## Material to process
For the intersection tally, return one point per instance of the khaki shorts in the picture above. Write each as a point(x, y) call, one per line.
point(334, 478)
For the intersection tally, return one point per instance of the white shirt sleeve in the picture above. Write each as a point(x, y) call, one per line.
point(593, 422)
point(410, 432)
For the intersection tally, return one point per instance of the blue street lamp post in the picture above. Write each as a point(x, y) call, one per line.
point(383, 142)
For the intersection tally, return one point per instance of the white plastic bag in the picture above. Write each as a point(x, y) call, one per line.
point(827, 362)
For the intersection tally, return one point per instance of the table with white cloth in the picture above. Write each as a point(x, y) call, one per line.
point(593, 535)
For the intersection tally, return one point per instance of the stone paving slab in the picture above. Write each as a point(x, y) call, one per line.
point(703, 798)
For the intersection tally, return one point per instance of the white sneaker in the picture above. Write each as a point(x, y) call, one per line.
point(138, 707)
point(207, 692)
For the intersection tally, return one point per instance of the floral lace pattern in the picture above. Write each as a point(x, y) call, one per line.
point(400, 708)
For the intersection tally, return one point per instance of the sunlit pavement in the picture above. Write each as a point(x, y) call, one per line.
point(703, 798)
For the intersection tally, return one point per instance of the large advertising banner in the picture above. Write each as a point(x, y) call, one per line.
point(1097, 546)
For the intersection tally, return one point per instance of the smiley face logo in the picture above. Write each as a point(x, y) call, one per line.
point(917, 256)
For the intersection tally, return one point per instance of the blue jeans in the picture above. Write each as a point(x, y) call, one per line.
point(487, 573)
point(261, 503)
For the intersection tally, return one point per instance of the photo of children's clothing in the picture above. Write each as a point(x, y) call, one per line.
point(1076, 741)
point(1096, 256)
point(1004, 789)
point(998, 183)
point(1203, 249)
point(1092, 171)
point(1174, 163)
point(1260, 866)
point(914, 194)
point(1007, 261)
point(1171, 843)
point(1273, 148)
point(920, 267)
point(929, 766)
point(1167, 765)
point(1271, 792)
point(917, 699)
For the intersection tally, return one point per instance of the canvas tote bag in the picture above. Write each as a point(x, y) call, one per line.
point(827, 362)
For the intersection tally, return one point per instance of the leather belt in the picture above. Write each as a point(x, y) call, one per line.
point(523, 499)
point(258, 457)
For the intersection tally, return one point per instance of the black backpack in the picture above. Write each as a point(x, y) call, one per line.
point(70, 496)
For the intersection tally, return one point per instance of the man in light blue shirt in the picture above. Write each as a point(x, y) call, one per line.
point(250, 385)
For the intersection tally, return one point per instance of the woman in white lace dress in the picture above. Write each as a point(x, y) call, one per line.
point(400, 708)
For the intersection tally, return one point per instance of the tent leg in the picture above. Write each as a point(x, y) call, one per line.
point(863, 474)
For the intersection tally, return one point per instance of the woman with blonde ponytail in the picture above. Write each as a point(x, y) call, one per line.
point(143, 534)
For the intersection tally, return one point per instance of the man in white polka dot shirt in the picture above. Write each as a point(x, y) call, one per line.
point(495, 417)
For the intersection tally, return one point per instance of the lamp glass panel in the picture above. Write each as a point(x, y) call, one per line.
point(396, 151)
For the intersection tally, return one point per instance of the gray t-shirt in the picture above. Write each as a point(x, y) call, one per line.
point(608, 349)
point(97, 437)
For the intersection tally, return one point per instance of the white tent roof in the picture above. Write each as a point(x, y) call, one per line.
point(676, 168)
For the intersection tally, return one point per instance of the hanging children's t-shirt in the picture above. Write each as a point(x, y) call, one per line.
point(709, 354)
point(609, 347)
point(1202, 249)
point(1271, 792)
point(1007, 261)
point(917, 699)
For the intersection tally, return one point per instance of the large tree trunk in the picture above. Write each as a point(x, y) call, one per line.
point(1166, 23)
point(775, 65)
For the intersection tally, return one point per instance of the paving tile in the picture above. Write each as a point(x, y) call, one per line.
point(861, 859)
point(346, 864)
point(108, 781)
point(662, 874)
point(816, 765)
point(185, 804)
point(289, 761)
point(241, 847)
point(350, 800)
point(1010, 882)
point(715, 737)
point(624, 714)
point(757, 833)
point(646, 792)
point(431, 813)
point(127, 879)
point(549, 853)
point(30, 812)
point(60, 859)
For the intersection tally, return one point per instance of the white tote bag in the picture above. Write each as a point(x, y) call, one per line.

## What the task asks
Every entry above should be retyped exactly as shown.

## Correct response
For the intersection tally, return one point per instance of the khaki shorts in the picture above. Write each as a point(x, y) call, one per line.
point(334, 478)
For the intersection tally, return one point per instance of the white shirt sleeve in the picture above. Write each as a point(x, y) call, one per line.
point(593, 422)
point(410, 432)
For the intersection tally, return one point per instance of the blue street lamp post in the picture above. Write each as a point(x, y) call, one per line.
point(383, 142)
For the intersection tally, return one point per instance of the white plastic bag in the picture above. Write each as a point(x, y) call, one per line.
point(827, 362)
For the intersection tally, return one point per instance of the table with white cloth in the picture above. Write each as a point(x, y) call, one per line.
point(593, 535)
For the intersection tally, return one point per instance of the stone paving slab in the picture above. Write each as a point(x, y) call, one per line.
point(703, 798)
For the intersection tally, return one point per instance of the white sneaker in the picture above. Write each as a point(x, y) call, one per line.
point(138, 707)
point(207, 692)
For the intersection tally, return one point per instance of the floral lace pattern in the picture above. Write each as a point(x, y) call, one per line.
point(400, 708)
For the intersection tally, return one point per instance of the sunlit pavement in the picture above. Write each as a point(x, y) call, one per line.
point(703, 798)
For the intersection tally, return one point per instance of the large advertising banner in the picture above. Write each as a point(x, y) call, one per line.
point(1097, 546)
For the intersection tally, return one point per instance of the smiley face logo in the picture above. Write each as a point(x, y) call, one per line.
point(917, 256)
For the intersection tally, return one point per instance of the blue jeans in the picture above. Write each as a point(x, y) call, one per line.
point(487, 573)
point(261, 503)
For the intersection tally, return one point per instance of the photo of children's clothing in the picture above. Write each as a point(x, y) call, one per line.
point(1076, 741)
point(1096, 256)
point(1004, 789)
point(998, 183)
point(1203, 249)
point(1092, 171)
point(1174, 163)
point(1260, 866)
point(914, 194)
point(1007, 261)
point(1171, 843)
point(1273, 148)
point(920, 267)
point(929, 766)
point(1167, 765)
point(1271, 792)
point(917, 699)
For the intersection tally, return one point per instance of the canvas tote bag in the picture above. Write each as a point(x, y) call, one per line.
point(827, 362)
For the intersection tally, return one point per instance of the leather belt in the picture above. Write each as a point(x, y) call, one per line.
point(523, 499)
point(258, 457)
For the intersection tally, return one point per instance of the black backpack in the picture above. Write each as a point(x, y) call, one per line.
point(70, 496)
For the intersection tally, return one point per instance of the man in light blue shirt in the picture above. Write each as a point(x, y) call, one per line.
point(250, 385)
For the intersection tally, return one point per instance of the woman in white lace dress in the picture above. Write each as a point(x, y) call, one per line.
point(400, 708)
For the intersection tally, return one point per instance of the tent leg in the picture above. Write each as a point(x, y) call, one per line.
point(863, 474)
For the intersection tally, return one point per instance of the woman with blonde ponytail in the picture above. Write each as a point(x, y) call, one per line.
point(143, 534)
For the intersection tally, return one point per instance of the man in white polka dot shirt in the picture above. Write each as a point(x, y) call, one per line.
point(495, 417)
For the intersection tally, return one point per instance of the lamp glass panel in the picture above. Write each as a point(x, y) call, one per line.
point(396, 151)
For the intersection tally, return one point per instance of the gray t-shirt in the picture above. Write each as a point(x, y) call, one per line.
point(608, 349)
point(97, 437)
For the intersection tally, return one point per instance of the white tent roof in the picture above. Write each as a point(x, y) call, one per line.
point(676, 168)
For the intersection tally, return one point per instance of the hanging children's t-shirt in the picture above. Write each as a point(x, y) call, one per line.
point(709, 354)
point(609, 347)
point(1202, 249)
point(1271, 792)
point(1007, 261)
point(917, 699)
For the intersection tally, return one point per instance of the large tree trunk in the picture above. Write each as a point(x, y) call, one per line.
point(1166, 23)
point(775, 65)
For the intersection tally, return one point per instance of the paving tile in the picture above. Write each as a point(x, y) call, one per line.
point(861, 859)
point(346, 864)
point(108, 781)
point(662, 874)
point(816, 765)
point(185, 804)
point(289, 761)
point(241, 847)
point(350, 800)
point(1010, 882)
point(715, 737)
point(624, 714)
point(757, 833)
point(646, 792)
point(431, 813)
point(127, 879)
point(549, 853)
point(30, 812)
point(60, 859)
For the intersection tally, return one point per instance of the white tote bag in the picture above. Write each as a point(x, y) call, one per line.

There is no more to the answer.